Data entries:
________________
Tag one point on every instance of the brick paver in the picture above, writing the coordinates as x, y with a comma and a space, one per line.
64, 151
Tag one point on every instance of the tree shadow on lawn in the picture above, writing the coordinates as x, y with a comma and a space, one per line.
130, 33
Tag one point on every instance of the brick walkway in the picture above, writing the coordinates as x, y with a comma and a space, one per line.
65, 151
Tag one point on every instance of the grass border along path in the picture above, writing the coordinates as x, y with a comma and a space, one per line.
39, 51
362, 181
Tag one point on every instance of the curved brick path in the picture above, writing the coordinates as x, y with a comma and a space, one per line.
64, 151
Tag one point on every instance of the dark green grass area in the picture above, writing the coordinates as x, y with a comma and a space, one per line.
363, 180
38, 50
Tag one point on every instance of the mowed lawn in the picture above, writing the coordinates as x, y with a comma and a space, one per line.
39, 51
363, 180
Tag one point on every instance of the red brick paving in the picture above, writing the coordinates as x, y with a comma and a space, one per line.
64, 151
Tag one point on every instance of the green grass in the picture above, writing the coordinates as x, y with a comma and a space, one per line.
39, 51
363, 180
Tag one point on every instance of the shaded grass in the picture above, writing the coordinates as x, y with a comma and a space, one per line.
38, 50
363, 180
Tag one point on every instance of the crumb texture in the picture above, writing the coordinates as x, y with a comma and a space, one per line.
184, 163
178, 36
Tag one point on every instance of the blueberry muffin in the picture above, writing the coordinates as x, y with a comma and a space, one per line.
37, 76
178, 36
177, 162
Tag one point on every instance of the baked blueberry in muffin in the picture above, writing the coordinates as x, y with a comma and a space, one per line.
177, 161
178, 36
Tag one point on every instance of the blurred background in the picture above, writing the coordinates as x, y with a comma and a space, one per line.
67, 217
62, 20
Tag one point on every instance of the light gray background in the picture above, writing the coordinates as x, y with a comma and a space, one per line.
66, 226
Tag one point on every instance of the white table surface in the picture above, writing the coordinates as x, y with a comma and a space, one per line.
________________
_WHAT THE TASK REQUIRES_: Output each line of the entries exactly, so that nothing is lost.

_SOLUTION FOR THIS PROBLEM_:
Tag one point on every instance of the brick paver in the picture above, writing the coordinates as x, y with a comma and a space, one per line.
64, 151
Tag one point on every instance of the tree shadow on lawn in the picture above, writing the coordinates as x, y with a comma and a space, one per line.
130, 33
Tag one point on every instance of the brick walkway in the picture above, writing the coordinates as x, y with a comma and a space, one per line.
65, 151
Tag one point on every instance of the grass border along path in the picture above, writing the coordinates as x, y with a comma and a space, one per line.
39, 51
362, 181
Tag one point on every instance of the curved brick path in the picture above, writing the coordinates as x, y with a comma and a space, one per line.
64, 151
Tag one point on every instance of the dark green grass area in the picture above, writing the coordinates as x, y with a comma and a space, one per line.
363, 180
38, 50
Tag one point on every instance of the mowed lawn in the picture above, writing the coordinates as x, y with a comma and a space, one per line.
39, 51
363, 180
Tag one point on every instance of the red brick paving in the picture above, writing the coordinates as x, y with a comma and a space, one per line.
64, 151
Tag one point on every instance of the green grass in the picture above, writing the coordinates as x, y with a comma and a space, one per line.
39, 51
363, 180
Tag one point on every instance of the shaded grass in the picture above, writing the coordinates as x, y with a comma and a space, one per line.
38, 50
363, 180
Tag one point on every instance of the crumb texture in the picture above, writing the coordinates as x, y with a comma and a space, one per line.
184, 163
178, 36
Tag one point on every instance of the blueberry muffin in the picture above, writing the coordinates as x, y with a comma and a space, one per line.
37, 76
178, 36
177, 162
Tag one point on every instance of the baked blueberry in muffin in the picture above, writing the coordinates as x, y with a comma and a space, one per line.
177, 161
178, 36
Tag one point on every instance of the blurred background in the picture above, writing the coordinates as x, y with a comma and a space, one per line.
67, 217
62, 20
Tag one point on every instance of the light gray background in the picture above, writing the coordinates as x, y with a comma and a space, one per line.
66, 226
Tag one point on every instance of the white table surface in the picture above, writing the coordinates as x, y with a comma and a space, one per line.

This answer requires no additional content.